GIVEN TASK: Here are records with pictures in them. Copy all of them exactly and leave the pictures out.
-- Begin MATERIAL SUPPLIED --
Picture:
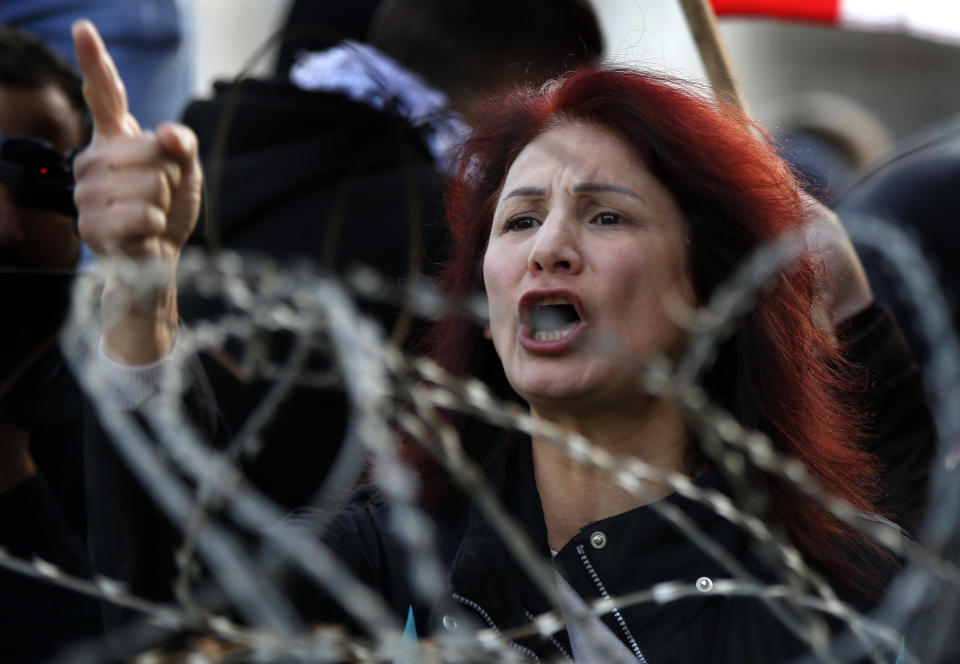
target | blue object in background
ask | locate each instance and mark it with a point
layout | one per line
(150, 40)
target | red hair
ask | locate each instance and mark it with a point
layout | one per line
(778, 373)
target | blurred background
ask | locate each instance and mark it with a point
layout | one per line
(904, 82)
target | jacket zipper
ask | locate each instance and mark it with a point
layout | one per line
(616, 612)
(553, 639)
(483, 614)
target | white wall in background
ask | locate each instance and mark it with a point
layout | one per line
(229, 33)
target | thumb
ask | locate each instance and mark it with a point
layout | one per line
(102, 86)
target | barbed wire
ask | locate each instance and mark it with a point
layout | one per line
(318, 310)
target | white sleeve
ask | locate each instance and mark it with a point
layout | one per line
(128, 387)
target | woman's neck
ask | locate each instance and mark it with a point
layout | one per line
(574, 494)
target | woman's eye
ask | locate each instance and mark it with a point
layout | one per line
(520, 224)
(607, 219)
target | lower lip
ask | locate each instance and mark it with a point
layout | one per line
(552, 347)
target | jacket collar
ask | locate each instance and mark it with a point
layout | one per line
(641, 549)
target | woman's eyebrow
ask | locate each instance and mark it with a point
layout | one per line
(599, 186)
(527, 191)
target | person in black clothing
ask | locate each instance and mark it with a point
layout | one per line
(581, 209)
(42, 116)
(339, 160)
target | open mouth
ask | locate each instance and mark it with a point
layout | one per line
(552, 318)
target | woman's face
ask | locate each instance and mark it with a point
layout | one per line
(586, 248)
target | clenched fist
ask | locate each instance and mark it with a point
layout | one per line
(138, 195)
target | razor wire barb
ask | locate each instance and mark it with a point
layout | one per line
(318, 310)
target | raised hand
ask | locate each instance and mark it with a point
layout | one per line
(138, 195)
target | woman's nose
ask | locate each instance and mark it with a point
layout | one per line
(556, 247)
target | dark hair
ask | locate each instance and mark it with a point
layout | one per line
(778, 373)
(26, 62)
(465, 47)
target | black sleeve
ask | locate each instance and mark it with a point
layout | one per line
(901, 432)
(38, 617)
(129, 537)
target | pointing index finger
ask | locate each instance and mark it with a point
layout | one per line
(102, 86)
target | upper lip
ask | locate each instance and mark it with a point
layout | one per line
(531, 299)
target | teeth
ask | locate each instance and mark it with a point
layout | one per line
(554, 335)
(553, 299)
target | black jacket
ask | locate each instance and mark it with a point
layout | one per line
(637, 549)
(623, 554)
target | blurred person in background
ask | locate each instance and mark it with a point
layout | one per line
(42, 117)
(152, 42)
(340, 159)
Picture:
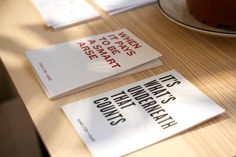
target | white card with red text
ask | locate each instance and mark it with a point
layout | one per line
(135, 116)
(76, 65)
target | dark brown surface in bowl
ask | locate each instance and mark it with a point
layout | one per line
(216, 13)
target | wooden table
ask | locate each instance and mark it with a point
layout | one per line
(208, 62)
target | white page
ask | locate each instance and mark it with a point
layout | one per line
(58, 13)
(66, 67)
(110, 6)
(132, 117)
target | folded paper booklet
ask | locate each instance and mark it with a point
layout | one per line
(76, 65)
(132, 117)
(62, 13)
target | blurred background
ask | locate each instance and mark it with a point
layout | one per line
(18, 138)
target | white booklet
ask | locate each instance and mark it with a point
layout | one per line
(117, 6)
(76, 65)
(135, 116)
(62, 13)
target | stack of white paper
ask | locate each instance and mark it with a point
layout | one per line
(117, 6)
(61, 13)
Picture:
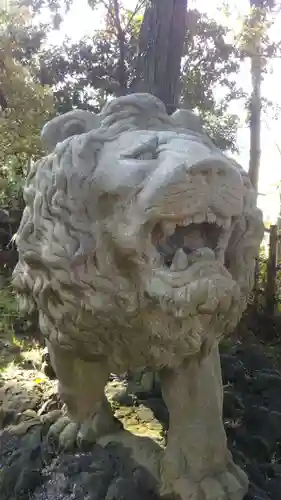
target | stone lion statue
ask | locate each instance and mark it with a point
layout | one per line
(137, 246)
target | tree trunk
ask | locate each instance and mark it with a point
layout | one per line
(255, 120)
(160, 50)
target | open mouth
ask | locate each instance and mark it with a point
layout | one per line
(179, 243)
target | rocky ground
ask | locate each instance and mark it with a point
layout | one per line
(32, 468)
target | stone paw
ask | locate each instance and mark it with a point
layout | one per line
(229, 485)
(66, 434)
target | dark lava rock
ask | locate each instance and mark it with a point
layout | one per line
(252, 416)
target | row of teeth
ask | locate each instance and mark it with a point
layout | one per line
(225, 223)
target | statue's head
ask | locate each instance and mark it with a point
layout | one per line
(138, 218)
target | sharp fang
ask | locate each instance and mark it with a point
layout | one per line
(168, 228)
(180, 261)
(198, 218)
(227, 224)
(187, 221)
(211, 217)
(219, 221)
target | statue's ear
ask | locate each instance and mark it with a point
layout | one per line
(185, 118)
(61, 127)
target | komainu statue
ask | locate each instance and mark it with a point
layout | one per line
(137, 246)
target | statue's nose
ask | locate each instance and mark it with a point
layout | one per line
(214, 168)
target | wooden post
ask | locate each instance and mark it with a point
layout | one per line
(270, 291)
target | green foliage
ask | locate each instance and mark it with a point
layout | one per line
(25, 104)
(85, 74)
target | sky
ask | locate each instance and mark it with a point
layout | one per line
(81, 20)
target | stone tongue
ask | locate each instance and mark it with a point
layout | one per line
(180, 261)
(194, 238)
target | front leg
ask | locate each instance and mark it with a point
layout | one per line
(81, 387)
(197, 464)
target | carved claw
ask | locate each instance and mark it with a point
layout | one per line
(67, 434)
(229, 485)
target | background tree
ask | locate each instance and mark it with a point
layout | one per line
(256, 45)
(25, 104)
(160, 50)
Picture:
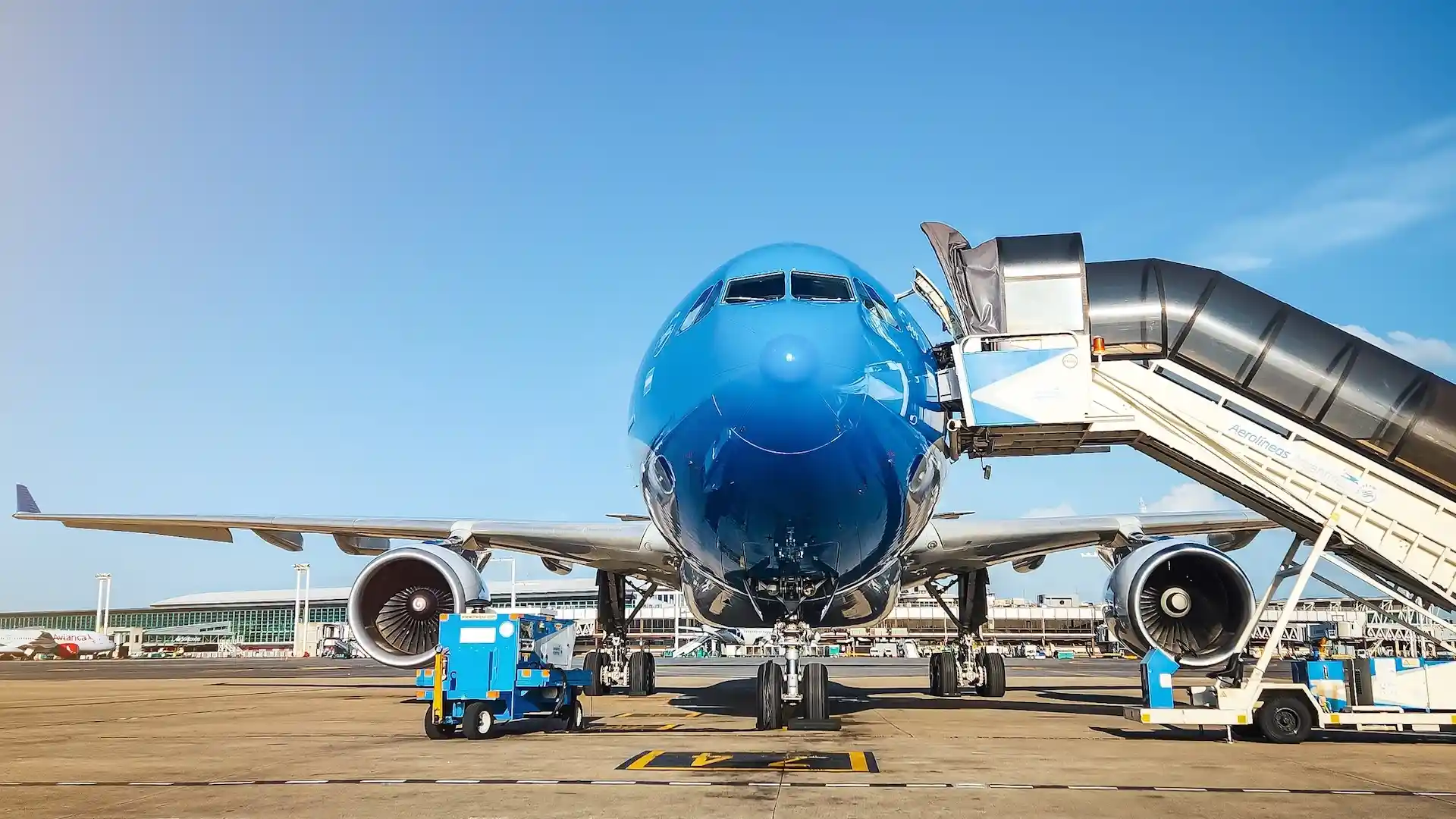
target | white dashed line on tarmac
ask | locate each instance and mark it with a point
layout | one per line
(753, 784)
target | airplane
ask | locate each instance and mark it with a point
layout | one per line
(791, 441)
(28, 643)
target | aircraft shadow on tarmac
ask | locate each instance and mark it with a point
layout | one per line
(737, 698)
(1171, 733)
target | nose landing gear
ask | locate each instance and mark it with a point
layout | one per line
(968, 665)
(794, 686)
(613, 664)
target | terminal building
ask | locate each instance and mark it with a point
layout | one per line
(267, 621)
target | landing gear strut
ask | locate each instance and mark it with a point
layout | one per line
(612, 662)
(794, 686)
(968, 665)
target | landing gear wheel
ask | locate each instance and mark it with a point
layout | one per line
(993, 675)
(433, 729)
(949, 675)
(1285, 719)
(479, 722)
(593, 664)
(770, 697)
(576, 714)
(816, 692)
(639, 673)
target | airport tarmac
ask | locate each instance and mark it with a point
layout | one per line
(319, 738)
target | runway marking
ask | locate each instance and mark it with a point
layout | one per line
(746, 784)
(840, 763)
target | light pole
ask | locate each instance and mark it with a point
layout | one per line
(102, 602)
(300, 605)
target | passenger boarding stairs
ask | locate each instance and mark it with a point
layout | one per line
(1274, 409)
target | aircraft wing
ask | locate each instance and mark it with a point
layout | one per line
(629, 547)
(41, 642)
(965, 544)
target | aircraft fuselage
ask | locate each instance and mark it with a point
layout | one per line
(786, 419)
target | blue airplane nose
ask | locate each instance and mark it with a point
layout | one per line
(789, 360)
(794, 403)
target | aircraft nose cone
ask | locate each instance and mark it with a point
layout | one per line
(789, 360)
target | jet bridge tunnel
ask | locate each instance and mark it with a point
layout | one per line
(1272, 407)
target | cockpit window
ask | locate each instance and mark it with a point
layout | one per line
(819, 287)
(702, 305)
(764, 287)
(875, 305)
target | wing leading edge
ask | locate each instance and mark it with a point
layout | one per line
(968, 544)
(629, 547)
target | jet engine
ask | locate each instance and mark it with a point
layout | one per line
(397, 602)
(1188, 599)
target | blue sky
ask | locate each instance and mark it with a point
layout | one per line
-- End MATERIAL SUPPLIED --
REPLY:
Picture:
target | blue object in background
ask | locate each instance and mark it with a point
layout | one per line
(150, 40)
target | red hair
ask | locate each instance and mark it with a point
layout | one per line
(778, 373)
target | blurred background
ask | locate each instance and mark it with a point
layout | one per line
(904, 82)
target | jacket zipper
ask | locate each instance and mark it with a point
layout | one per line
(616, 612)
(553, 639)
(483, 614)
target | white wall in background
ask | locate each instance and mark it with a point
layout | one per line
(229, 33)
target | thumb
ask | locate each instance and mark it with a point
layout | one per line
(102, 86)
target | barbed wire
ask | locate each instance and mark it with a point
layout | one per line
(318, 310)
target | white sleeve
ask | locate each instance and mark it with a point
layout | one per line
(128, 387)
target | woman's neck
ask | locate each instance and mark it with a point
layout | one per line
(574, 494)
target | woman's eye
ask | locate each instance and mark it with a point
layout | one per line
(520, 224)
(607, 219)
target | lower lip
ask | locate each instance and mark it with a point
layout | one per line
(552, 347)
target | jacket collar
ask | locate each instance and mark it with a point
layout | one per line
(641, 549)
target | woman's eyebrow
ask | locate each instance and mark it with a point
layout | one per line
(599, 186)
(527, 191)
target | person in black clothing
ask | locate each instance and mark it with a point
layout | one per line
(581, 209)
(42, 116)
(339, 160)
target | open mouth
ask | locate each instance and mark it with a point
layout | one per line
(552, 318)
target | woman's face
ask | locate each instance and mark it with a point
layout | one per line
(586, 248)
target | clenched fist
ask | locate each instance and mark it with a point
layout | one per line
(138, 195)
target | razor wire barb
ask | locate each instance and mark it with a point
layout | one per line
(318, 310)
target | raised hand
ask | locate each instance and mark it with a point
layout | one per line
(138, 195)
target | woman's nose
ask | locate each instance and mark it with a point
layout | one per line
(556, 247)
target | dark hair
ask | locate each instance and mark it with a point
layout | one per line
(778, 373)
(26, 62)
(465, 47)
target | black sleeve
ask | locate each instance and mark it with a point
layout | one per line
(901, 432)
(38, 617)
(129, 537)
target | pointing index finger
ask | locate each instance and mark it with a point
layout | one per line
(102, 86)
target | upper lip
ask | locate each instance and mark it with a point
layout | one per line
(531, 299)
target | teeth
ask | locate each instance and mark it with a point
layout | one per line
(554, 335)
(553, 299)
target | black jacket
ask | locate each instance and mark it with a point
layout | one per line
(637, 549)
(623, 554)
target | blurred person in background
ask | locate each instance and mark it with a point
layout | one per line
(42, 117)
(152, 42)
(340, 159)
Picture:
target | white card with red text
ask | locate each instance and mark it with a point
layout | one per line
(135, 116)
(76, 65)
target | dark brown surface in bowl
ask | locate each instance and mark it with a point
layout | one per line
(216, 13)
target | wooden table
ask | locate each instance and mark it with a point
layout | one per line
(208, 62)
target | white page
ask | locate each instance and mark it with a point
layout | one per line
(58, 13)
(66, 67)
(110, 6)
(132, 117)
target | folded paper booklet
ask | locate each instance and mark it with a point
layout | one per line
(76, 65)
(132, 117)
(62, 13)
target | blurred background
ask | locate each instance and mark it with a point
layout | one per line
(18, 138)
target | white booklet
ask | locate each instance and mark it with a point
layout | one per line
(117, 6)
(76, 65)
(135, 116)
(62, 13)
target | stack of white paper
ask | locate each instance and mark it with a point
layout | one per line
(117, 6)
(61, 13)
Picture:
target | stone lion statue
ask | locate each instance and mark it with a point
layout | one per line
(137, 246)
target | tree trunk
ask | locate each instance and mark it with a point
layout | one per line
(255, 120)
(160, 50)
target | open mouth
ask | locate each instance and mark it with a point
layout | one per line
(179, 243)
target | rocky ground
ask | locate each instance and mark it with a point
layout | one per line
(32, 468)
target | stone paw
ask | locate each instance and mark it with a point
layout | one per line
(229, 485)
(66, 434)
target | dark lava rock
ask | locate each instance and mark it with a point
layout | one per line
(252, 416)
target | row of teeth
ask | locate each instance and mark it with a point
layout | one per line
(225, 223)
target | statue's head
ask | locate each instance and mark it with a point
layout | one per line
(138, 218)
target | sharp fang
ask | locate each instance and mark it with a point
layout | one per line
(168, 228)
(180, 261)
(198, 218)
(227, 224)
(187, 221)
(211, 217)
(219, 221)
target | statue's ear
ask | locate each instance and mark it with a point
layout | one per line
(185, 118)
(61, 127)
target | komainu statue
ask | locate each instance and mark it with a point
layout | one per line
(137, 246)
target | statue's nose
ask | locate each instance and mark it with a point
layout | one per line
(214, 168)
target | wooden post
ask | locate each instance and mark it with a point
layout | one per line
(270, 291)
target | green foliage
ask | locate each instance and mark it with a point
layout | one per line
(25, 104)
(85, 74)
target | sky
ask | locate each instance and mark it with a point
layout | one per line
(81, 20)
target | stone tongue
ask | locate each instance and mark it with a point
layout | one per line
(180, 261)
(194, 238)
target | front leg
ask | locate each instance and mark it with a point
layout | one per line
(81, 387)
(197, 464)
target | carved claw
ask | locate each instance and mark it with a point
layout | one per line
(67, 434)
(229, 485)
target | background tree
ask | locate each instance and mark it with a point
layout | one per line
(256, 45)
(25, 104)
(160, 50)
Picture:
target | white dashed line on tarmac
ask | locate each instance and mark it with a point
layout | one per line
(753, 784)
target | airplane
ask | locate each instance and mark it with a point
layout | one per line
(791, 441)
(28, 643)
target | aircraft shadow on tarmac
ask | locate each instance and mark it with a point
layout | one per line
(737, 698)
(1171, 733)
target | nose landing gear
ask | locate each instance and mark it with a point
layout | one per line
(968, 665)
(794, 686)
(613, 664)
target | terminal building
ask | locate each instance and mark it with a point
layout | one per line
(267, 621)
target | landing gear strut
ask | locate each instance and mark it with a point
layout | one per line
(612, 662)
(794, 686)
(968, 665)
target | landing gear wheel
ask | locate each instance and mark it with a point
layout | one per line
(993, 675)
(433, 729)
(949, 675)
(1285, 719)
(479, 722)
(593, 664)
(770, 697)
(576, 714)
(816, 692)
(639, 673)
target | airport tarmac
ask | locate each instance and mark it with a point
layout | one per line
(319, 738)
target | runway marking
ask | locate each instance and mark it with a point
layout | one per line
(746, 784)
(840, 763)
target | light pole
ask | locate each instance and mark it with a point
layout | one per line
(102, 602)
(300, 605)
target | passenger boarding stairs
ask | locate each instance and mark it with a point
layout | one per line
(1274, 409)
target | aircraft wing
ask | locate each instance and mark it with a point
layout | one per line
(629, 547)
(41, 642)
(965, 544)
target | aircraft fuselage
ask | locate each instance and mark it with a point
layout | one per line
(786, 419)
target | blue airplane nose
ask | locate each instance and mark it with a point
layout | one per line
(789, 360)
(794, 403)
target | aircraft nose cone
ask | locate each instance and mark it with a point
layout | one per line
(789, 360)
target | jet bridge tunnel
ask | locate each instance and mark it with a point
layout | one per line
(1272, 407)
target | cockpit window
ask | locate each instance and mark it with a point
layout | one per line
(819, 287)
(702, 305)
(764, 287)
(875, 305)
target | wing leading edge
ask | locate each instance and mark it with a point
layout | one per line
(968, 544)
(629, 547)
target | jet engine
ask | locate each instance and mark it with a point
layout | one per line
(397, 602)
(1188, 599)
target | blue sky
ask | locate each instance and mark it with a point
layout | one per line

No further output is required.